> SET PROBLEM: Locate every line in the rows below that contains the word "rubble" and copy each of those lines in full. Treat uppercase and lowercase as different, so only exact-case matches count.

— Start DATA TO PROCESS —

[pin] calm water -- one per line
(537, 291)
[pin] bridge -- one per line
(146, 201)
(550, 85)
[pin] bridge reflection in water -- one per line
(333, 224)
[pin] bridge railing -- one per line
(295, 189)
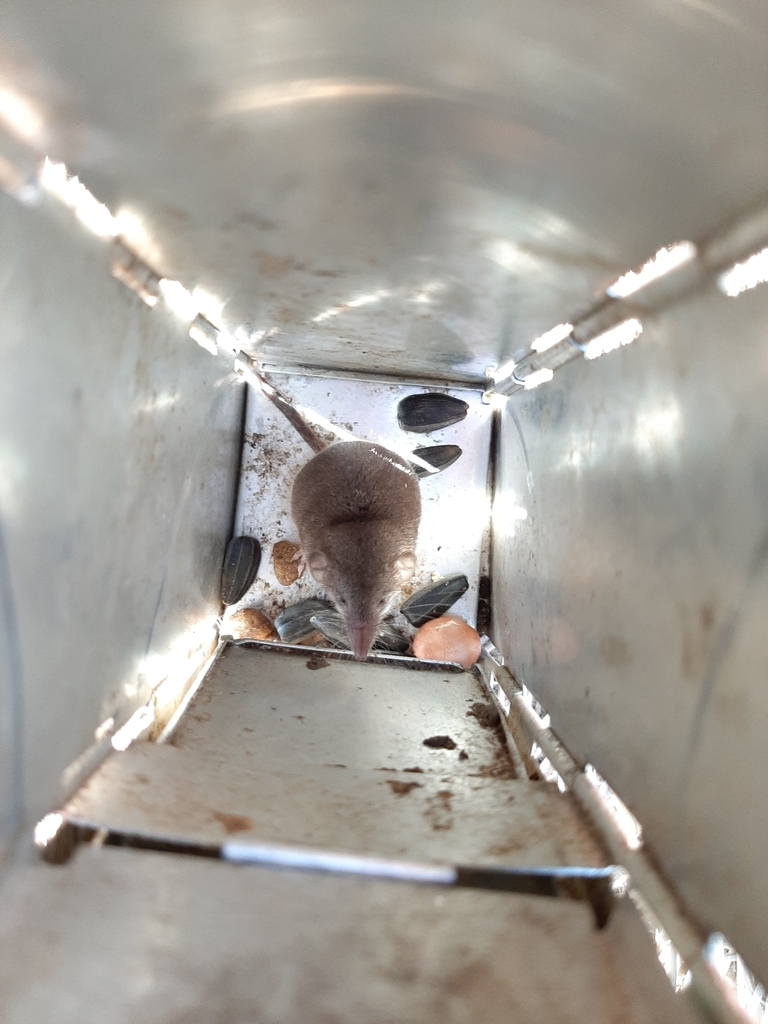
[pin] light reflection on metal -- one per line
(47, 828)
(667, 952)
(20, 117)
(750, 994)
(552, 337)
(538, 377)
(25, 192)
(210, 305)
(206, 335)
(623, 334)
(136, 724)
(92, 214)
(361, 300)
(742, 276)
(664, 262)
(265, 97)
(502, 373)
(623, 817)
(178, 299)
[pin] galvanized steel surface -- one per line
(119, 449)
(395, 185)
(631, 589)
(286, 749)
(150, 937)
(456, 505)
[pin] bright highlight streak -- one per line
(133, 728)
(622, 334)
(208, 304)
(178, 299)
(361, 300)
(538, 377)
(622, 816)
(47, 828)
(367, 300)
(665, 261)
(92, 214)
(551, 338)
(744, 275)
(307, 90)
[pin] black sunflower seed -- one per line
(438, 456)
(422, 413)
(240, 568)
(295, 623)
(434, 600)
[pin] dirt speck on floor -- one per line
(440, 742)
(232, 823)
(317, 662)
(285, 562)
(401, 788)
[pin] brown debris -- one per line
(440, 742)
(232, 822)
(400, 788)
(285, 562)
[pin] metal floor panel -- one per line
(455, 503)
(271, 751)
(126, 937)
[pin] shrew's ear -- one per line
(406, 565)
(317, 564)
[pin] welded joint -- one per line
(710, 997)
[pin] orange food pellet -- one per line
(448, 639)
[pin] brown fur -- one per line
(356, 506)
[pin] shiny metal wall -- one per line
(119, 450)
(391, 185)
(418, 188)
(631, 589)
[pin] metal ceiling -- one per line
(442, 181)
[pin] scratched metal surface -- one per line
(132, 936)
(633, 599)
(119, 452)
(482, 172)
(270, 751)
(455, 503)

— End DATA TO PROCESS —
— Start DATA TO PROCESS —

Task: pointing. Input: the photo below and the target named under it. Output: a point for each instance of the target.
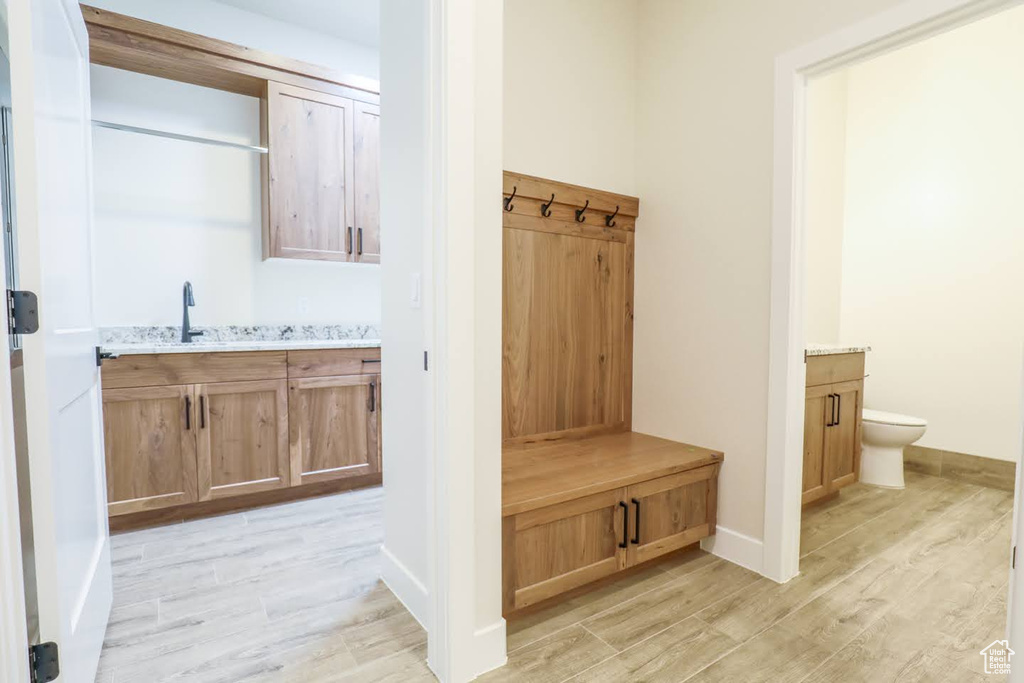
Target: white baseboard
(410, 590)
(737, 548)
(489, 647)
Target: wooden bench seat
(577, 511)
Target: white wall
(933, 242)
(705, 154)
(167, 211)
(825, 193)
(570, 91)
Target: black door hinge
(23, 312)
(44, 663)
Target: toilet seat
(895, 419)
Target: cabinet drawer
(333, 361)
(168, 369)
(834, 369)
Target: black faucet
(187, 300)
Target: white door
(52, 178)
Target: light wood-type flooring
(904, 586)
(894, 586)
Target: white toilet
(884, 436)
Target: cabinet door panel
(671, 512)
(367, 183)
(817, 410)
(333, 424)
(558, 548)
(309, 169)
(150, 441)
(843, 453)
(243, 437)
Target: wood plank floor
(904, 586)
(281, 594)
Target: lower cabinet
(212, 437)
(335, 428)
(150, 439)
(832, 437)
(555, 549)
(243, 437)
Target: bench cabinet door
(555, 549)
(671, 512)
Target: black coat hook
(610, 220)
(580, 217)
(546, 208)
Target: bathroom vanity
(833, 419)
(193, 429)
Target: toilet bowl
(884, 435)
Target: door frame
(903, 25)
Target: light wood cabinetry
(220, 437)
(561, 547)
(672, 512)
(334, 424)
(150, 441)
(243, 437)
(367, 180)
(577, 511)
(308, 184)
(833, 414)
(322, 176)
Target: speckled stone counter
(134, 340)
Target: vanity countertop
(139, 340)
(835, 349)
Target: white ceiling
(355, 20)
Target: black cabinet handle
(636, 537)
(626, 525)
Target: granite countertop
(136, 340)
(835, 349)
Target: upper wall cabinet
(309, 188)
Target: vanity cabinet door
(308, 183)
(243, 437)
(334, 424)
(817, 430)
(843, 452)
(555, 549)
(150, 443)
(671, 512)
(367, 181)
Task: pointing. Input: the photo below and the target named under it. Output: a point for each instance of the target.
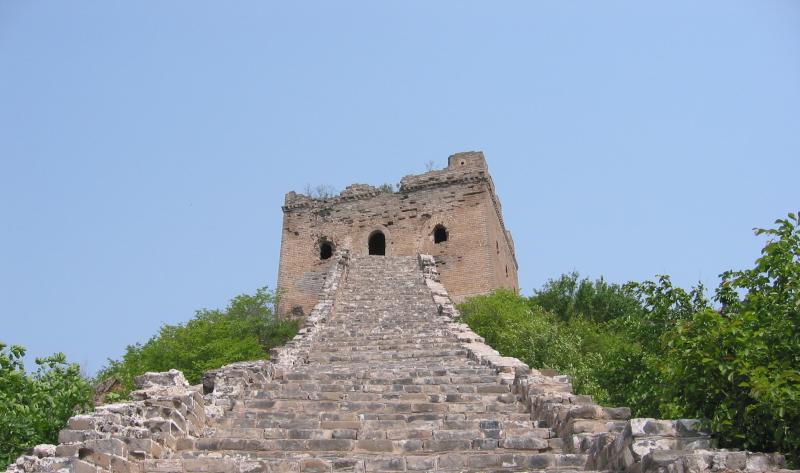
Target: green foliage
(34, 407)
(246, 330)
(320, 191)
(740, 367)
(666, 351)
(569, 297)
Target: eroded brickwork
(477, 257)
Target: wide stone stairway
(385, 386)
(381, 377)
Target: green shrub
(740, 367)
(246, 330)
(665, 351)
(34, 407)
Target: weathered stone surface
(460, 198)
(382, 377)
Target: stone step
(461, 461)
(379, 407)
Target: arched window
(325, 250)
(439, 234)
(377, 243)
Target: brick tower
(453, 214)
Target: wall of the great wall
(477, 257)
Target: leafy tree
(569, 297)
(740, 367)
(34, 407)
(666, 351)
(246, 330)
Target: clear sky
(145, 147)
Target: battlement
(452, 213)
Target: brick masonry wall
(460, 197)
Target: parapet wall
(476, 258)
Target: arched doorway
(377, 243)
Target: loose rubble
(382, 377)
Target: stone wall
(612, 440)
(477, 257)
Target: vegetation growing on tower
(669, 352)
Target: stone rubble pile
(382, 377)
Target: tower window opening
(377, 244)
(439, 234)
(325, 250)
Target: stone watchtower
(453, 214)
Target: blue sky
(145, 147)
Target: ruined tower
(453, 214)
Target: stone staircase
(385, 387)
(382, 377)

— End DATA TO PROCESS —
— Start DATA TO PROCESS —

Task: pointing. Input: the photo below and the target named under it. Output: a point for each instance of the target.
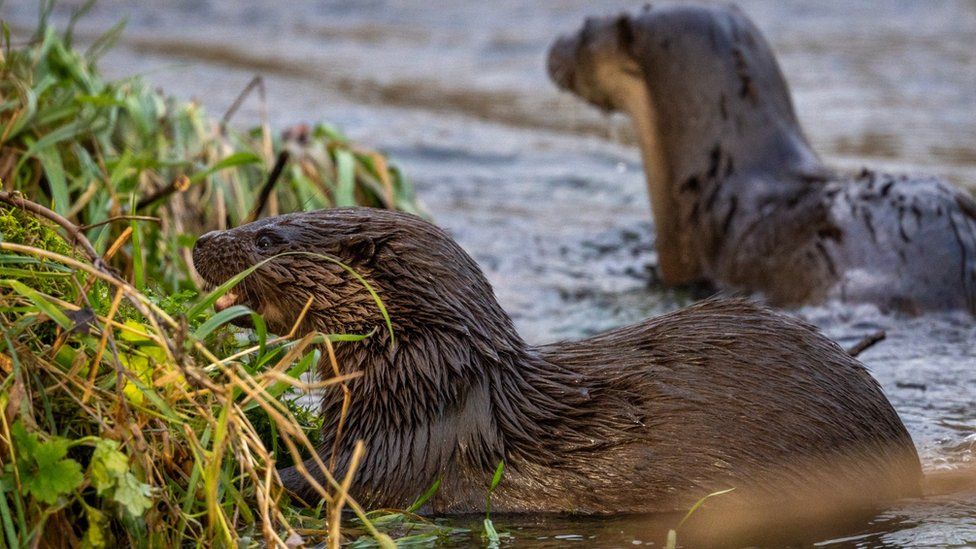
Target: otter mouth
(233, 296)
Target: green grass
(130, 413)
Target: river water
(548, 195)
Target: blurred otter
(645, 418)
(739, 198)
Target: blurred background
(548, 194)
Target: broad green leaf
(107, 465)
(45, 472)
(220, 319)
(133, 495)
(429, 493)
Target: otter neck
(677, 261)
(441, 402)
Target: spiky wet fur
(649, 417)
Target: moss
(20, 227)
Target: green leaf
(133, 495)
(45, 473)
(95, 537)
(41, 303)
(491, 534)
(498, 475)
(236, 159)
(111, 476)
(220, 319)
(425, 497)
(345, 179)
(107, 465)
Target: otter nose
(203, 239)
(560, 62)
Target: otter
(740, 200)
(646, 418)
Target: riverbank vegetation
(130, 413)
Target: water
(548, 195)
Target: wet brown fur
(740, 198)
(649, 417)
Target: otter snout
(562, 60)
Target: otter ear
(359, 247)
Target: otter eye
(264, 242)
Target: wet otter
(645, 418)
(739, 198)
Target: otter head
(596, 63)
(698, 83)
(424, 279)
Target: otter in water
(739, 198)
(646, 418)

— End DATA TO PROCESS —

> COMPLETE RESPONSE:
Target: loose rubble
Target: stone rubble pile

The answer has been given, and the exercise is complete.